Stated problem: Rewrite each line of the data below as one item in a numbered list. Skip the blank lines and leave out the pictures.

Stored entries:
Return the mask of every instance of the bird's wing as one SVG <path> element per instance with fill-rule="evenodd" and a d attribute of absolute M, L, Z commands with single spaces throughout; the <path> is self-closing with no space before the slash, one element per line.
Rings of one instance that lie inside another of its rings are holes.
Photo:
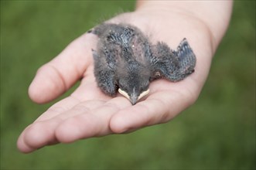
<path fill-rule="evenodd" d="M 104 53 L 101 54 L 106 55 Z M 99 56 L 96 51 L 93 51 L 93 56 L 94 76 L 97 85 L 108 95 L 114 96 L 117 92 L 114 63 L 107 60 L 106 56 Z"/>
<path fill-rule="evenodd" d="M 184 39 L 179 43 L 177 51 L 172 50 L 164 42 L 158 42 L 152 48 L 150 61 L 152 70 L 151 80 L 165 77 L 175 82 L 193 72 L 196 56 Z"/>

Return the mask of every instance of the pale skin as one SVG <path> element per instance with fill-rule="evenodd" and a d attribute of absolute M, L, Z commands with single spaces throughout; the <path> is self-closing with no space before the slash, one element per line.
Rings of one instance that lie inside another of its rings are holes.
<path fill-rule="evenodd" d="M 80 86 L 22 131 L 18 148 L 29 153 L 46 145 L 128 133 L 169 121 L 196 100 L 231 11 L 231 1 L 139 1 L 135 12 L 110 19 L 134 25 L 152 42 L 165 42 L 172 49 L 186 37 L 196 56 L 195 73 L 177 83 L 152 82 L 149 94 L 134 106 L 123 96 L 110 97 L 97 87 L 91 53 L 97 36 L 82 35 L 39 69 L 29 94 L 34 102 L 43 104 L 77 81 L 80 80 Z"/>

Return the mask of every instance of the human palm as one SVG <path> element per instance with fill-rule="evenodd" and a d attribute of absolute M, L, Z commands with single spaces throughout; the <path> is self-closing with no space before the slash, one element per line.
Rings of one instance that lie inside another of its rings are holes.
<path fill-rule="evenodd" d="M 132 106 L 125 97 L 106 96 L 97 87 L 91 52 L 97 39 L 85 33 L 37 72 L 29 90 L 36 103 L 55 99 L 79 80 L 80 84 L 70 96 L 53 105 L 24 130 L 18 140 L 21 151 L 31 152 L 59 142 L 126 133 L 167 122 L 196 100 L 213 55 L 210 36 L 202 22 L 185 14 L 173 12 L 169 17 L 164 12 L 125 13 L 109 22 L 134 25 L 152 42 L 162 41 L 171 49 L 187 38 L 196 56 L 195 73 L 177 83 L 163 79 L 152 81 L 149 94 Z"/>

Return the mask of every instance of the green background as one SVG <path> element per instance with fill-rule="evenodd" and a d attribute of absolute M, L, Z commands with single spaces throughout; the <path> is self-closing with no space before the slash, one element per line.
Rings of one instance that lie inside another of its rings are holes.
<path fill-rule="evenodd" d="M 234 2 L 198 100 L 171 122 L 18 151 L 19 134 L 53 104 L 29 99 L 36 70 L 98 22 L 134 5 L 1 1 L 1 169 L 255 169 L 255 1 Z"/>

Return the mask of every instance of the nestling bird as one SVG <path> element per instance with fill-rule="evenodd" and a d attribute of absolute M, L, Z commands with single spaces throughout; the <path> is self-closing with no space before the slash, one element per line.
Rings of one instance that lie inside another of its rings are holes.
<path fill-rule="evenodd" d="M 148 94 L 149 82 L 181 80 L 194 72 L 196 56 L 184 38 L 177 50 L 165 42 L 152 44 L 138 28 L 128 24 L 101 24 L 88 32 L 99 38 L 93 49 L 98 87 L 110 96 L 117 91 L 135 104 Z"/>

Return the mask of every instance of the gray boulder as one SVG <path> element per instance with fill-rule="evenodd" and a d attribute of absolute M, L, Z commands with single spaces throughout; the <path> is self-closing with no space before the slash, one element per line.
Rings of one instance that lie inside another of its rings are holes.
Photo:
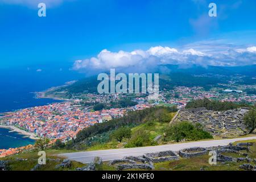
<path fill-rule="evenodd" d="M 55 167 L 56 169 L 61 168 L 70 168 L 71 167 L 71 161 L 68 159 L 64 159 L 63 162 L 60 164 L 57 165 Z"/>
<path fill-rule="evenodd" d="M 32 169 L 31 169 L 30 171 L 37 171 L 41 167 L 41 164 L 37 164 Z"/>
<path fill-rule="evenodd" d="M 0 171 L 7 170 L 7 166 L 6 162 L 4 160 L 0 160 Z"/>
<path fill-rule="evenodd" d="M 250 164 L 243 164 L 240 166 L 239 167 L 247 171 L 252 171 L 253 169 L 253 166 Z"/>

Full output:
1. Return the mask of every instance of the bird's wing as one SVG <path> element per instance with fill-rule="evenodd" and a d attribute of absolute M, L, Z commands with single spaces throughout; the <path> is self-closing with no space before the slash, one element per line.
2. Rings of one instance that lie inside another of its rings are holes.
3. Photo:
4. <path fill-rule="evenodd" d="M 104 53 L 101 54 L 106 55 Z M 99 56 L 96 51 L 93 51 L 93 56 L 94 76 L 97 85 L 108 95 L 114 96 L 117 92 L 114 63 L 107 60 L 106 56 Z"/>
5. <path fill-rule="evenodd" d="M 184 39 L 179 43 L 177 51 L 172 50 L 164 42 L 158 42 L 152 48 L 150 61 L 152 70 L 151 80 L 165 77 L 175 82 L 193 72 L 196 56 Z"/>
6. Return the mask of every instance of the pale skin as one SVG <path> element per instance with fill-rule="evenodd" and a d attribute of absolute M, L, Z commands with single spaces throughout; the <path> is self-closing with no space before the slash, one element per line.
7. Rings of one instance that lie inside another of its rings are holes.
8. <path fill-rule="evenodd" d="M 80 86 L 22 131 L 18 148 L 29 153 L 46 145 L 128 133 L 169 121 L 196 100 L 231 11 L 231 1 L 139 1 L 135 12 L 110 19 L 134 25 L 152 42 L 165 42 L 172 49 L 186 37 L 196 56 L 195 73 L 177 83 L 152 82 L 149 94 L 134 106 L 123 96 L 110 97 L 97 87 L 91 53 L 97 36 L 82 35 L 39 69 L 29 94 L 34 102 L 43 104 L 77 81 L 80 80 Z"/>
9. Return the mask of every instance of the human palm as one SVG <path> element per instance with fill-rule="evenodd" and a d attribute of absolute M, L, Z commands with single spaces throughout; the <path> is self-closing with no space before the slash, one element per line.
10. Rings of one instance that lie inside another of its rings are holes.
11. <path fill-rule="evenodd" d="M 132 106 L 125 97 L 106 96 L 97 87 L 91 52 L 97 39 L 85 33 L 37 72 L 29 90 L 36 103 L 55 99 L 79 80 L 80 84 L 70 96 L 53 105 L 24 130 L 18 140 L 21 151 L 31 152 L 59 142 L 126 133 L 167 122 L 196 100 L 213 55 L 210 36 L 202 22 L 185 14 L 173 12 L 169 17 L 164 12 L 125 13 L 109 22 L 134 25 L 152 42 L 162 41 L 171 49 L 187 38 L 196 56 L 195 73 L 177 83 L 163 79 L 152 81 L 149 94 Z"/>
12. Return the mask of every instance of the green background as one SVG <path> element per instance with fill-rule="evenodd" and a d attribute of absolute M, L, Z commands with single spaces throughout; the <path> is self-closing with no space before the slash, one element per line.
13. Rings of one instance that lie inside another of its rings are holes.
14. <path fill-rule="evenodd" d="M 234 2 L 198 100 L 171 122 L 18 151 L 19 134 L 53 104 L 29 99 L 36 70 L 98 22 L 134 5 L 1 1 L 1 169 L 255 169 L 255 1 Z"/>
15. Return the mask of every instance of the nestling bird as one SVG <path> element per instance with fill-rule="evenodd" and a d attribute of absolute M, L, Z commands with single spaces throughout; the <path> is self-closing with no space before the slash, one element per line.
16. Rings of one instance that lie inside another of its rings are holes.
17. <path fill-rule="evenodd" d="M 148 94 L 149 82 L 181 80 L 194 72 L 196 56 L 184 38 L 177 50 L 165 42 L 152 44 L 138 28 L 128 24 L 101 24 L 88 32 L 99 38 L 93 49 L 98 87 L 110 96 L 117 91 L 135 104 Z"/>
18. Return the mask of every instance of the gray boulder as one SVG <path> element per instance with fill-rule="evenodd" and a d attribute of absolute M, L, Z commands with single spaces throughout; the <path> is self-closing with no space before the slash, one element per line.
19. Rings of one instance that lie inside another of its rings are holes.
20. Photo:
21. <path fill-rule="evenodd" d="M 55 167 L 56 169 L 61 168 L 70 168 L 71 167 L 71 161 L 68 159 L 64 159 L 63 162 L 60 164 L 57 165 Z"/>
22. <path fill-rule="evenodd" d="M 32 169 L 31 169 L 30 171 L 37 171 L 41 167 L 41 164 L 37 164 Z"/>
23. <path fill-rule="evenodd" d="M 0 171 L 7 170 L 7 166 L 6 162 L 4 160 L 0 160 Z"/>
24. <path fill-rule="evenodd" d="M 250 164 L 243 164 L 240 166 L 239 167 L 247 171 L 252 171 L 253 169 L 253 166 Z"/>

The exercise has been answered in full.